◆ Do this
Skip the images. Copy the records exactly as written.

◆ Information given
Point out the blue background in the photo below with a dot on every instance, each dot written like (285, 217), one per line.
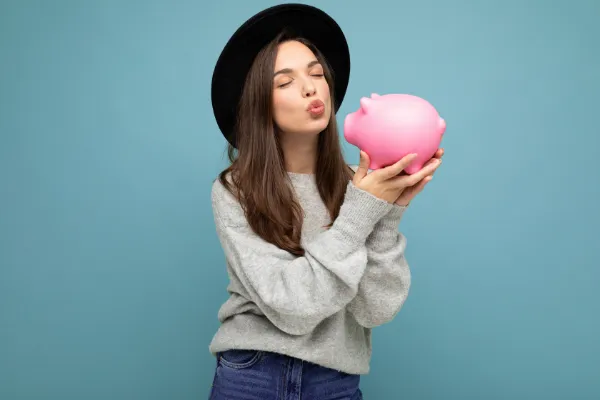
(111, 274)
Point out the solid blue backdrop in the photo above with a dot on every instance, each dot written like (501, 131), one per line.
(111, 274)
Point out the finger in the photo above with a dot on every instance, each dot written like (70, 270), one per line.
(395, 169)
(428, 169)
(363, 166)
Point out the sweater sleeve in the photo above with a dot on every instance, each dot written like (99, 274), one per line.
(297, 293)
(385, 284)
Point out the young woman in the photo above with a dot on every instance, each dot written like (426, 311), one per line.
(313, 251)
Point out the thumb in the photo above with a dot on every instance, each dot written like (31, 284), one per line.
(363, 166)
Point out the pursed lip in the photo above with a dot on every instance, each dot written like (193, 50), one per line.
(315, 104)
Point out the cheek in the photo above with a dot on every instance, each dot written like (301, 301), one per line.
(283, 102)
(324, 89)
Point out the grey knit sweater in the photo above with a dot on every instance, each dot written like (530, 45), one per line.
(320, 307)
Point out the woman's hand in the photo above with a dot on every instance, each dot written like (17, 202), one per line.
(389, 183)
(409, 193)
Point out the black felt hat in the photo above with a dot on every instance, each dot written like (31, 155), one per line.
(300, 20)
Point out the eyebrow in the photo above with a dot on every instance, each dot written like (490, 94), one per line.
(289, 70)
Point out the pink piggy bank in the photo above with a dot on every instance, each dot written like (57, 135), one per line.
(391, 126)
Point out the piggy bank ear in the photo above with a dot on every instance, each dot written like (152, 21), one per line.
(365, 104)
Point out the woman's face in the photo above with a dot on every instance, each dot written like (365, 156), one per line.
(301, 102)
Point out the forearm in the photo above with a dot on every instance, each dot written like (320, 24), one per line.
(384, 286)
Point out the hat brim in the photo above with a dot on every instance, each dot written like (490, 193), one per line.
(238, 55)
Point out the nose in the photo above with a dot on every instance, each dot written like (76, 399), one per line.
(309, 89)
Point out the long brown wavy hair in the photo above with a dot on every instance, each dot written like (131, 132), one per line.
(257, 175)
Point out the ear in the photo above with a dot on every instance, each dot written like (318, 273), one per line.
(365, 104)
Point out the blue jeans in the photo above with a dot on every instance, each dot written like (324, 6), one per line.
(261, 375)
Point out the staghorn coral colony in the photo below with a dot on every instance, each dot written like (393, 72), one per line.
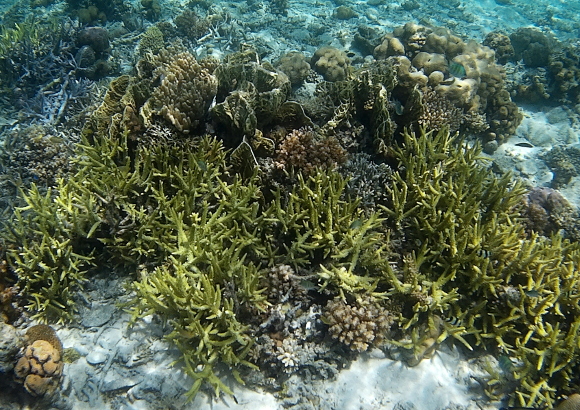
(283, 218)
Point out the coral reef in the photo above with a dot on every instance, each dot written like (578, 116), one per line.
(185, 93)
(358, 325)
(332, 63)
(465, 73)
(295, 66)
(548, 212)
(40, 367)
(564, 162)
(33, 154)
(305, 151)
(407, 242)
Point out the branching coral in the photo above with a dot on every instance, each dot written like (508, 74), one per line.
(461, 226)
(358, 325)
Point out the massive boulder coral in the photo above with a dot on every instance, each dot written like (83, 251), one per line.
(332, 63)
(464, 73)
(358, 325)
(40, 367)
(185, 94)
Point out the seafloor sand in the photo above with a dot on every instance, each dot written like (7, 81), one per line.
(129, 369)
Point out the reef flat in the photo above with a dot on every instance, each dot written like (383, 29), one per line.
(215, 203)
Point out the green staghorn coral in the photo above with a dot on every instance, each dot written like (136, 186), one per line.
(472, 273)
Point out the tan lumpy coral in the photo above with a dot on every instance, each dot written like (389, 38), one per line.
(438, 112)
(463, 72)
(357, 325)
(304, 150)
(186, 91)
(429, 62)
(40, 367)
(332, 63)
(294, 65)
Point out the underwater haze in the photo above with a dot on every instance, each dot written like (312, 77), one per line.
(273, 204)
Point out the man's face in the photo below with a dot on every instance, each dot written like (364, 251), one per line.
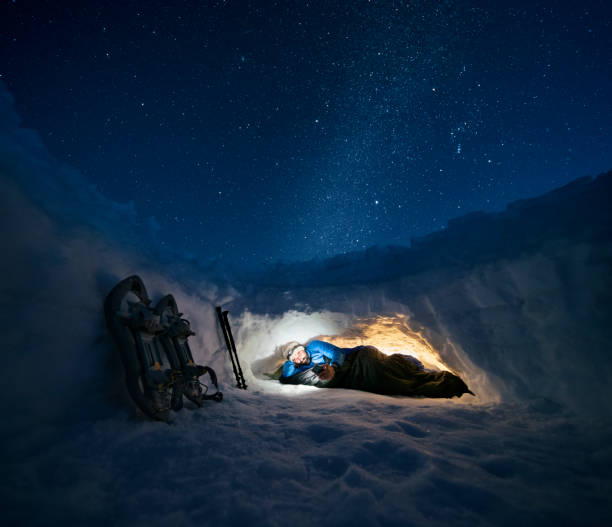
(300, 357)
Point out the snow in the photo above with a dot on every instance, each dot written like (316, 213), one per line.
(527, 325)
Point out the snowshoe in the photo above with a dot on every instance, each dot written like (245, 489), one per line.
(153, 376)
(177, 331)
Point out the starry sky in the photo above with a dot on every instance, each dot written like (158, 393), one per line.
(262, 131)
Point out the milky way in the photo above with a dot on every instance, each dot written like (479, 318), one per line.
(257, 132)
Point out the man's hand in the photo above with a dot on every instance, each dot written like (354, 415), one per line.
(327, 373)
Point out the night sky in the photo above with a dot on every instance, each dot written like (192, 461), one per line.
(259, 131)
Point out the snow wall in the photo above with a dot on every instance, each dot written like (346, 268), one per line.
(518, 303)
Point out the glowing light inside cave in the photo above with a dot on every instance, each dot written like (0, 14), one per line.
(390, 335)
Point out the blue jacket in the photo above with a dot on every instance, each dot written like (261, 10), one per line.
(320, 352)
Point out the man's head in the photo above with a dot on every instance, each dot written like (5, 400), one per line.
(298, 355)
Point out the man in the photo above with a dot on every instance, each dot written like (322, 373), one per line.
(365, 368)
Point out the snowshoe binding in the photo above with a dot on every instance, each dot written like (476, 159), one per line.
(177, 331)
(155, 376)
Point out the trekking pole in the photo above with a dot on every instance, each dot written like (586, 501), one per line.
(227, 344)
(231, 337)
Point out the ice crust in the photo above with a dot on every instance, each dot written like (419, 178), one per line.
(526, 323)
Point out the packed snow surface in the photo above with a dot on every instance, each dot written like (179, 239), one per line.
(522, 314)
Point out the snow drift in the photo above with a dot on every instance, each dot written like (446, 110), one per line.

◆ Task result
Point out the blue background in the photo below with a dot on every instance, each dot written like (285, 217), one per line.
(111, 274)
Point out the solid blue backdrop in the photo above with a dot on every instance, each dot written like (501, 131), one per line.
(111, 274)
Point out the finger in the photo above with a dot on every instance, each dot written like (70, 270), one per line.
(395, 169)
(428, 169)
(363, 166)
Point out the sweater sleeve in the photo above with a dot on every instance, each dot written like (99, 274), one per line.
(297, 293)
(385, 284)
Point out the young woman in the photo above with a dot on every instance, each dot written like (426, 311), one per line.
(313, 251)
Point out the thumb in the photo above with a dot on every instance, each dot written like (31, 284), one per line.
(363, 166)
Point out the pursed lip in the photo above with a dot on every instance, each dot written like (193, 50), one per line.
(315, 104)
Point out the cheek in the photo above with a dot on every instance, each dot written like (301, 301), one per line.
(283, 102)
(324, 89)
Point out the grey knit sweater in the photo above with a dot on every instance, each dot written like (530, 45), one per line.
(320, 307)
Point out the woman's hand in the photo above with a dot on every instance, each dot written like (17, 202), one per line.
(389, 183)
(409, 193)
Point out the black felt hat in the photo above with a dot on every instance, each dot written like (31, 155), one per line.
(300, 20)
Point out the eyebrow in the photo above with a dot on every instance, each dot written like (490, 94), one per line.
(289, 70)
Point out the pink piggy bank in the photo above with a dot on every instance, each dot written like (57, 135), one per line.
(391, 126)
Point out the piggy bank ear in the photo above with a dot on every instance, each dot written like (152, 21), one per line.
(365, 104)
Point out the woman's face in the photo above with a dot on every instance, each dot written like (365, 156), one per line.
(301, 102)
Point out the forearm in the photo above with a dot on every instance, each dot written like (320, 24), one per line.
(384, 286)
Point out the hat brim in the photo above with a dot on every instance, each dot written like (490, 193), one per line.
(238, 55)
Point out the nose in the photo above with a dot on every instance, each dot written like (76, 399), one per line.
(309, 89)
Point out the long brown wavy hair in the photo above with a dot on every instance, each dot written like (131, 132), one per line.
(257, 175)
Point out the ear in the photo above with a dot on every instance, each dot written like (318, 273), one per line.
(365, 104)
Point out the blue jeans in the photo above with a dot on every instance, each dot written like (324, 6), one per line.
(261, 375)
Point out the staghorn coral colony in the photo below with a dot on every instance, each dot written like (393, 72), one per line.
(283, 218)
Point out the coral reef in the photo above with a dot on every instance, each dot written like (578, 116), one per line.
(185, 93)
(358, 325)
(332, 63)
(465, 73)
(295, 66)
(548, 212)
(40, 367)
(564, 162)
(33, 154)
(305, 151)
(407, 242)
Point out the branching coral in the photo above with a dot on every instance, each dot written like (508, 74), one per line.
(461, 226)
(358, 325)
Point out the massive boulder coral in the photo above with a dot on every instance, each dot written like (83, 251), one per line.
(332, 63)
(464, 73)
(358, 325)
(40, 367)
(185, 94)
Point out the seafloor sand in the photo above with a dot on every instance, each dot written like (7, 81), one per line.
(129, 369)
Point out the reef flat in the photo above with a dot on every instance, each dot written like (383, 29), one per line.
(215, 203)
Point out the green staghorn coral in the photo above with a dot on every instance, each dot written like (136, 186), one per line.
(472, 273)
Point out the tan lumpy coral in the photo above with a dot on every instance, each dot written like (389, 38), one per line.
(438, 112)
(463, 72)
(357, 325)
(304, 150)
(186, 91)
(429, 62)
(40, 367)
(332, 63)
(294, 65)
Point out the underwater haze in the photo above with a dot on every instance, each dot written like (312, 77), one per line.
(273, 204)
Point out the man's face in the photo below with a dot on every instance, each dot written like (364, 251), one per line.
(300, 357)
Point out the snow in the photo above with a dot on every instance, each dot written like (316, 213), one per line.
(527, 325)
Point out the snowshoe in the photo above with a dot on every instance, each dot written like (245, 489), one per line.
(153, 376)
(177, 331)
Point out the starry sky in the photo above with a dot on every instance, each dot written like (158, 393), one per line.
(262, 131)
Point out the milky way in the photo above with a dot on every instance, each dot written like (479, 318), one per line.
(257, 132)
Point out the man's hand in the photo above with a dot on every instance, each dot written like (354, 415), one per line.
(327, 373)
Point out the night sky in the photo above with a dot on every instance, each dot written like (192, 461), one per line.
(259, 131)
Point out the snow wall in the photo above with a dot on every instance, each dot written like (346, 268), one per line.
(518, 303)
Point out the glowing light inside cave in the photo above with a dot on every instance, each dot written like (0, 14), one per line.
(390, 335)
Point out the blue jacket in the photo above with a dot on every instance, each dot written like (261, 10), one per line.
(320, 352)
Point out the man's head in the photo above with a dot on every instance, each dot written like (5, 400), one per line.
(298, 355)
Point out the man in the photo above with a dot on every instance, each dot written like (322, 373), one per line.
(365, 368)
Point out the snowshoe binding in the photo above with a dot on every instance, each dot written like (476, 159), one per line.
(177, 331)
(155, 376)
Point out the trekking pole in the photo above with a dot on every instance, each dot written like (586, 501), one per line.
(227, 344)
(231, 337)
Point out the ice crust in the photo above with a dot on every instance, each dot written like (419, 178), one per line.
(526, 323)
Point out the packed snow surface in the photo above with a dot on every instance, each dot written like (179, 239), one per line.
(522, 314)
Point out the snow drift in the photo above with a dot on every instance, each dot written like (446, 110), one per line.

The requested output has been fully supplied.